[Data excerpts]
· · · · · · ·
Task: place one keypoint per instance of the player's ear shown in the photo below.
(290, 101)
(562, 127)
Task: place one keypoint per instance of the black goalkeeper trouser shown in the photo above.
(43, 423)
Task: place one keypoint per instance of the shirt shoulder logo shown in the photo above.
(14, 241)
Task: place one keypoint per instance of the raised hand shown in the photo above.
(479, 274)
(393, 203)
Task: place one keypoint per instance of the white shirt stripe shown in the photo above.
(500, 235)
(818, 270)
· · · · · · ·
#### TASK STATEMENT:
Your answer should be the data above, retyped in full and unaltered.

#### EXERCISE RESPONSE:
Task: place one keypoint per instance of the player's ear shown in the photo below.
(290, 101)
(562, 127)
Task: place one keypoint per instance of the black goalkeeper trouser shown in the photo above.
(43, 423)
Task: place one keypoint per instance of the shirt shoulder logo shown in the photo above.
(14, 241)
Task: place one keypoint per instance of the raised hand shown in the photo above.
(479, 274)
(393, 203)
Task: place one keypoint per instance of the white shirt stripe shown in the photo above.
(500, 235)
(818, 270)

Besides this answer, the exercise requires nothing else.